*** Material supplied

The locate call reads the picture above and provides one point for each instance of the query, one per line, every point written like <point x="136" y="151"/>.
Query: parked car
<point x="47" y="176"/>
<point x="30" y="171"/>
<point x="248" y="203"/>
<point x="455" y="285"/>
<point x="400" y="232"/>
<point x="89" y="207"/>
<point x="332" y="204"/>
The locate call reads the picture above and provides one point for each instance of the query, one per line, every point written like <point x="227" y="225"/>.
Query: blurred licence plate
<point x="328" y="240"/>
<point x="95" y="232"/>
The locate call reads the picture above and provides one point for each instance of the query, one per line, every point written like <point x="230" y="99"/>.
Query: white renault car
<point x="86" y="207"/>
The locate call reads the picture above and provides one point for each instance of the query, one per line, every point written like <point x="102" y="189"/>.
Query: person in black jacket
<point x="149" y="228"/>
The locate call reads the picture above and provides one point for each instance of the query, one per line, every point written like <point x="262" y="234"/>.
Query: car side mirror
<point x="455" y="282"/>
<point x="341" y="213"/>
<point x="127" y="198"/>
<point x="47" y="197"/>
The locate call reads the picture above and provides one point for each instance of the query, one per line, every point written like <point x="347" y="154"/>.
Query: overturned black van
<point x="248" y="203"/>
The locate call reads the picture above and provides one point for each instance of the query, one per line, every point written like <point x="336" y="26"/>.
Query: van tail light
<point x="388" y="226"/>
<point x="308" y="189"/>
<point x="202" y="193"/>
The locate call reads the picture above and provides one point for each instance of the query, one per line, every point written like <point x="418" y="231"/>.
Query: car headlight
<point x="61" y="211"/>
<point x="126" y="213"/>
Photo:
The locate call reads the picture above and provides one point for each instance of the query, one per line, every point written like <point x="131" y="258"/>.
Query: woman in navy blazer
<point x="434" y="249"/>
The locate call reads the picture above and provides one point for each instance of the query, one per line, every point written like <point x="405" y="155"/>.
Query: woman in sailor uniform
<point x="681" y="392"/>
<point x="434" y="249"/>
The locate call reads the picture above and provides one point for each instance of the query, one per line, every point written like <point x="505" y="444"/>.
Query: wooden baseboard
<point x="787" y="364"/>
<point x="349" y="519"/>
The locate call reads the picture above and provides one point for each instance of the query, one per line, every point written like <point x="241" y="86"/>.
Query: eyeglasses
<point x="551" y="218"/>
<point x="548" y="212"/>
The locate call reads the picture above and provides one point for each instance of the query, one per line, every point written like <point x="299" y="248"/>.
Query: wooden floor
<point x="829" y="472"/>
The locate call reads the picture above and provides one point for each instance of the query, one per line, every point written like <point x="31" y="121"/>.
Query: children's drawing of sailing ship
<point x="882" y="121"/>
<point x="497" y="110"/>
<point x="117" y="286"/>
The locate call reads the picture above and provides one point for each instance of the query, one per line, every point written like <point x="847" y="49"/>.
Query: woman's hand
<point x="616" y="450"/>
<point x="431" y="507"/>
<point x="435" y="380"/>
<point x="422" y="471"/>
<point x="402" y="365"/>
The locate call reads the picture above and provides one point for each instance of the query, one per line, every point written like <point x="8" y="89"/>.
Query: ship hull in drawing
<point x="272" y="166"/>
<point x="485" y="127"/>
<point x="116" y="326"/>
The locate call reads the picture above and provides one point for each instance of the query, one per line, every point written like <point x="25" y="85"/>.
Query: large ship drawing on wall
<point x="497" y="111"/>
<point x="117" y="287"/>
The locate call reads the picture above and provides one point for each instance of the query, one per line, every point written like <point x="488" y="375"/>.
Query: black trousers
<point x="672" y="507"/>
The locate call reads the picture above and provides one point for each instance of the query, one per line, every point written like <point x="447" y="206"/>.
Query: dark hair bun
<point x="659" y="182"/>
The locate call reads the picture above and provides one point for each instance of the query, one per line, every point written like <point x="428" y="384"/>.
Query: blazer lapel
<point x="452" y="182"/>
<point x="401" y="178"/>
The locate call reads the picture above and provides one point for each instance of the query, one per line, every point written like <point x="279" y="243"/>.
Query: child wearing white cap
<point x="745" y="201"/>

******

(Your instructions) Retype each line of the data exactly as it reads.

(Exercise answer)
The locate call reads the picture above and provides one point for each instance of the query, one per line, every point written like <point x="136" y="151"/>.
Query: parked car
<point x="47" y="176"/>
<point x="30" y="171"/>
<point x="248" y="203"/>
<point x="455" y="285"/>
<point x="400" y="232"/>
<point x="89" y="207"/>
<point x="332" y="204"/>
The locate call reads the picture above and provides one point for each instance of the query, one per line, every point written like <point x="227" y="225"/>.
Query: blurred licence plate
<point x="328" y="240"/>
<point x="95" y="232"/>
The locate call reads the picture above and provides one point for each instance of the query, one per line, every point written like <point x="230" y="99"/>.
Query: white renault car
<point x="86" y="207"/>
The locate call reads the picture above and provides one point for each instance of the query, one per line, every point written like <point x="102" y="189"/>.
Query: person in black jacket
<point x="149" y="228"/>
The locate call reads the picture above and provides one point for each instance of the query, one per line, every point written like <point x="262" y="234"/>.
Query: car side mirror
<point x="455" y="282"/>
<point x="341" y="213"/>
<point x="127" y="198"/>
<point x="47" y="197"/>
The locate call reads the picture above and provides one point for each instance of the query, one per line, every point written like <point x="347" y="154"/>.
Query: overturned black van
<point x="248" y="203"/>
The locate call reads the picture above and provides one point for each instance of the query, one per line, every point written like <point x="336" y="26"/>.
Query: van tail light
<point x="388" y="226"/>
<point x="308" y="189"/>
<point x="202" y="193"/>
The locate call reads the picture above and provides one point for each instance of the query, one per line, every point written like <point x="418" y="231"/>.
Query: car headlight
<point x="61" y="211"/>
<point x="126" y="213"/>
Photo:
The locate call reads the picture above and provides one point for each instance of the query, one per line, every point written like <point x="131" y="258"/>.
Query: woman in navy blazer
<point x="434" y="249"/>
The locate call reads the picture above and provides one point for each instance of the query, one per line, every point written like <point x="405" y="155"/>.
Query: woman in sailor uniform
<point x="681" y="392"/>
<point x="434" y="249"/>
The locate call reads the picture above and provides one point for each instance of the query, one per line, every point written like <point x="505" y="444"/>.
Query: wooden baseboard
<point x="787" y="364"/>
<point x="349" y="519"/>
The locate call reads the picture above and provides one point for each instance of the query, one per line, every point written like <point x="241" y="86"/>.
Query: eyeglasses
<point x="551" y="218"/>
<point x="548" y="212"/>
The locate call reads the picture above and provides one point for each instance of the query, one per line, every point written like <point x="299" y="248"/>.
Query: wooden floor
<point x="829" y="472"/>
The locate call reads the picture above and provides one point for each instance of the query, one per line, every point written like <point x="31" y="121"/>.
Query: children's drawing of sailing ship
<point x="882" y="121"/>
<point x="497" y="110"/>
<point x="117" y="286"/>
The locate call reads the picture above and provides one point for each instance of the query, one per line, every point written like <point x="847" y="49"/>.
Query: woman's hand
<point x="616" y="450"/>
<point x="431" y="507"/>
<point x="435" y="380"/>
<point x="422" y="471"/>
<point x="402" y="365"/>
The locate call reads the picture above and provides one point for each instance of the query, one per line, every point written like <point x="8" y="89"/>.
Query: ship hull in drawing
<point x="272" y="166"/>
<point x="485" y="127"/>
<point x="116" y="326"/>
The locate call reads the picture above and provides one point for each instance of the query, one per line, every point written like <point x="25" y="85"/>.
Query: large ship drawing on wall
<point x="497" y="111"/>
<point x="117" y="287"/>
The locate call reads the picture above and provides one point for each instance of the query, one per line, every point written like <point x="488" y="375"/>.
Query: black trousers
<point x="672" y="507"/>
The locate call reads the picture above and provides one point for each instance of the query, one per line, every point written like <point x="447" y="206"/>.
Query: dark hair bun
<point x="659" y="182"/>
The locate call reads the picture above and provides one point for each instance of the query, one per line, every point written like <point x="428" y="384"/>.
Query: blazer lapel
<point x="452" y="182"/>
<point x="401" y="178"/>
The locate call reads the picture above and provides one point for each instance of the query, one per line, every point written like <point x="279" y="243"/>.
Query: child wearing white cap
<point x="745" y="201"/>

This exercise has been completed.